Saved data entries
---

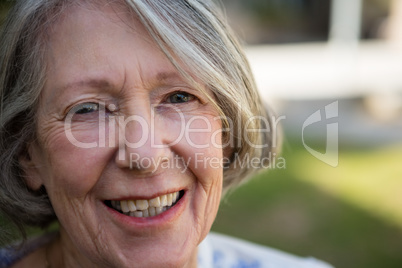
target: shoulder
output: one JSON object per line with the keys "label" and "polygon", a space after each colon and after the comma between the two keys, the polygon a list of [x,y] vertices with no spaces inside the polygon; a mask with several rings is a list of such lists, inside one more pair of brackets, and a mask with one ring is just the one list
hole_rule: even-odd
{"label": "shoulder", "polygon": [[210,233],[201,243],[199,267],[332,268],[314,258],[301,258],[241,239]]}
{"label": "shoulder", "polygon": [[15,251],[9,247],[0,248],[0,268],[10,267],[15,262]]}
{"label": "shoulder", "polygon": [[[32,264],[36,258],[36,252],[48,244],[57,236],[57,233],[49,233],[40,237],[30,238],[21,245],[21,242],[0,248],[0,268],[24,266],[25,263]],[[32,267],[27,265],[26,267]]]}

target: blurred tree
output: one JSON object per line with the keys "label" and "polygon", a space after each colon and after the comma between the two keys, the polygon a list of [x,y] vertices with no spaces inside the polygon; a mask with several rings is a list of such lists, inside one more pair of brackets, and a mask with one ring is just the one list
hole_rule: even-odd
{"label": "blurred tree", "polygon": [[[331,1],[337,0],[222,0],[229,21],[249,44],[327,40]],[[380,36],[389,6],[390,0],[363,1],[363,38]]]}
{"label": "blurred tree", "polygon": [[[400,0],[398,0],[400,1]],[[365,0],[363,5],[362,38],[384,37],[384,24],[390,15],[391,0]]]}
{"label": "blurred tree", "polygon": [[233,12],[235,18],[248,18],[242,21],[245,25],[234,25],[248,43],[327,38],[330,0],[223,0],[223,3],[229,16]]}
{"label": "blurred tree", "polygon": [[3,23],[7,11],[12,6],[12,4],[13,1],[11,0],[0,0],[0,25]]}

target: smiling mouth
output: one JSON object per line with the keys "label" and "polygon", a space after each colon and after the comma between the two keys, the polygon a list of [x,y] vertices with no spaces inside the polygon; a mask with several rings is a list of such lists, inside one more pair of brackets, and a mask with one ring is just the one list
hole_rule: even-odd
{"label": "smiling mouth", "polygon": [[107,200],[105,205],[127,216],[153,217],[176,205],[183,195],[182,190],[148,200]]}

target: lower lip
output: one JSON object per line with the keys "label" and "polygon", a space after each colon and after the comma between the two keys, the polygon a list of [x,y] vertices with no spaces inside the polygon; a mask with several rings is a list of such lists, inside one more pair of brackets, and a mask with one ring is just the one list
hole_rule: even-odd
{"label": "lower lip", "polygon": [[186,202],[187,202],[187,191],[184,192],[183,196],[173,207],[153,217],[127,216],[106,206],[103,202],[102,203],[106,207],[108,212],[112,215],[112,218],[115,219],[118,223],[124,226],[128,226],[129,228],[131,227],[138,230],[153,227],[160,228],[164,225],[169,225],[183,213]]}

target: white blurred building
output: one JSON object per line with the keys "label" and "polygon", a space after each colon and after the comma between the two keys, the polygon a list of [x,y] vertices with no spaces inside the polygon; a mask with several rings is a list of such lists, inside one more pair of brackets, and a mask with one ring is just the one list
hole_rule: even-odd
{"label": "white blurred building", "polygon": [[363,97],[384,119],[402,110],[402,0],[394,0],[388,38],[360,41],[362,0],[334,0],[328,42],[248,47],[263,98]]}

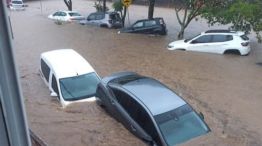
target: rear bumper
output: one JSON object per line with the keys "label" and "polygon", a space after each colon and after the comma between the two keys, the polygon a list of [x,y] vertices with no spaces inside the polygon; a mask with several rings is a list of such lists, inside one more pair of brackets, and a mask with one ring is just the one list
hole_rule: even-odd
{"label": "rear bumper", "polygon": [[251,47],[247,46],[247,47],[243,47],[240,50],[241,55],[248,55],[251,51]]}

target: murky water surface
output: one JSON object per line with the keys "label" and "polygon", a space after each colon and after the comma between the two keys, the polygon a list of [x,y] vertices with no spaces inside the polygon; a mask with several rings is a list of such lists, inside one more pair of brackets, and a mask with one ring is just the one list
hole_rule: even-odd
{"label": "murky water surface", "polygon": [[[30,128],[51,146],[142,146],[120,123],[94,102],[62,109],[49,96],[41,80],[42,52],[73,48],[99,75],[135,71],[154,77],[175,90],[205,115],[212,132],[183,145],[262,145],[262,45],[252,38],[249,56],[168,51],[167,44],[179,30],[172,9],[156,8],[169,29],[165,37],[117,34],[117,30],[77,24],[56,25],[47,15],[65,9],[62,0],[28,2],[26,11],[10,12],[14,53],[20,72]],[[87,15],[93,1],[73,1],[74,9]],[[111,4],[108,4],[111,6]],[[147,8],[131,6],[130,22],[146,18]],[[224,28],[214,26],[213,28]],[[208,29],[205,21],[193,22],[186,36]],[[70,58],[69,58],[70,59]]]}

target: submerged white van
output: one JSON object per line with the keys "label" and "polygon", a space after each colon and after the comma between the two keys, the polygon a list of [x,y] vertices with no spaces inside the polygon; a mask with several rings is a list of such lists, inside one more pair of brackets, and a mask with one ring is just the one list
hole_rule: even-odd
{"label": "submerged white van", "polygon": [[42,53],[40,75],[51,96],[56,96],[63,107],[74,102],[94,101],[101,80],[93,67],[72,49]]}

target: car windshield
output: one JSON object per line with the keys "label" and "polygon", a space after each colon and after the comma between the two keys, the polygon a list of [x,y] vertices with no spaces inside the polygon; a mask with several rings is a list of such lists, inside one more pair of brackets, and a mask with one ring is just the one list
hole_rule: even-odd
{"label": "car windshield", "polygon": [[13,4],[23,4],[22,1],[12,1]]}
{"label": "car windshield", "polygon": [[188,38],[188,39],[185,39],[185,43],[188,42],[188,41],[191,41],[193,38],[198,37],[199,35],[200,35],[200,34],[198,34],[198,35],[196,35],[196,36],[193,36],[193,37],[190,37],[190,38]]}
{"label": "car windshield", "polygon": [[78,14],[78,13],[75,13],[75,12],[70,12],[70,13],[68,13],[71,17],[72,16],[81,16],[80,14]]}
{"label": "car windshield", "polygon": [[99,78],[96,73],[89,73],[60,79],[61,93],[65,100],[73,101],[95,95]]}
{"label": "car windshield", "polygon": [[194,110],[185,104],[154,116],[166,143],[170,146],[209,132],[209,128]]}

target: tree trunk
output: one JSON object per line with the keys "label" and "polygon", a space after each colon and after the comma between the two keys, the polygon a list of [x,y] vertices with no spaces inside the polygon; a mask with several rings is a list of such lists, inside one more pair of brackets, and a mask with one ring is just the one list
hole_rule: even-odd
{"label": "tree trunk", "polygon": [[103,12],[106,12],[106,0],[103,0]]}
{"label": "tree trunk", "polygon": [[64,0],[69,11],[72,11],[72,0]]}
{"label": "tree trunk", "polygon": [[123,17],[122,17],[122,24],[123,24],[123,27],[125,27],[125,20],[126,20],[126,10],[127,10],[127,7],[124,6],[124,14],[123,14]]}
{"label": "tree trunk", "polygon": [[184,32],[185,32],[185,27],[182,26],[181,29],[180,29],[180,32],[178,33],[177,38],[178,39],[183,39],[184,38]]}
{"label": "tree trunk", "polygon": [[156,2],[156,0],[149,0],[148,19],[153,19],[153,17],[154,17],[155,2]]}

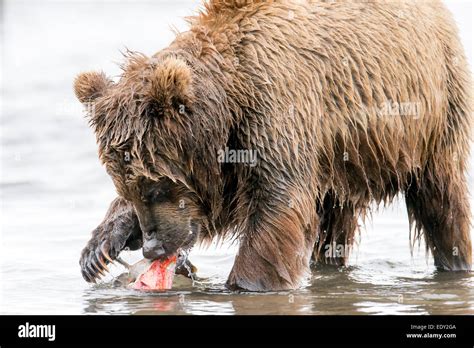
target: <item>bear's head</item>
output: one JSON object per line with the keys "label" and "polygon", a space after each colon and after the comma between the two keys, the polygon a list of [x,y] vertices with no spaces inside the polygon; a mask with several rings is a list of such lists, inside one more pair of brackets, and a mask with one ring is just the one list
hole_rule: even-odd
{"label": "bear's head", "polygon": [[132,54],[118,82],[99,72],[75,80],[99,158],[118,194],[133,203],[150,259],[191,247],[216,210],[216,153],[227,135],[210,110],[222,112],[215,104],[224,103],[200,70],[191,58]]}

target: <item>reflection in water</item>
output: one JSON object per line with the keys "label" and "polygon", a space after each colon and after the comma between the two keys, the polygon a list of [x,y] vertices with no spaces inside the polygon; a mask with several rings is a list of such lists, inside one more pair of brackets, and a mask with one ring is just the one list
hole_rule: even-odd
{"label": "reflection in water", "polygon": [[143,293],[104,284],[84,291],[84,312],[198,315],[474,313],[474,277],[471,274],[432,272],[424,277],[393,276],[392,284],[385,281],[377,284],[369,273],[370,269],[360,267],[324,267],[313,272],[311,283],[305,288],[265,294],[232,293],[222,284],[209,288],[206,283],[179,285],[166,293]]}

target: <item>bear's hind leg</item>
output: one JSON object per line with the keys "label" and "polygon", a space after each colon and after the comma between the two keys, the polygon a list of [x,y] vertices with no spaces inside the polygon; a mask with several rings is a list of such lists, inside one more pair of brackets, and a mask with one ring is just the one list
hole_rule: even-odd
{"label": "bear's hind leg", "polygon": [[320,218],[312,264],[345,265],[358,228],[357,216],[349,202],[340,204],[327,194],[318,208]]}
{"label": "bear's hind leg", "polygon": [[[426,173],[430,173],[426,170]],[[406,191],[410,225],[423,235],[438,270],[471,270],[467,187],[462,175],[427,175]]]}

---

## What needs to be done:
Give the number of lines in the entries that contain the word "item", without any other words.

## Reply to the exercise:
3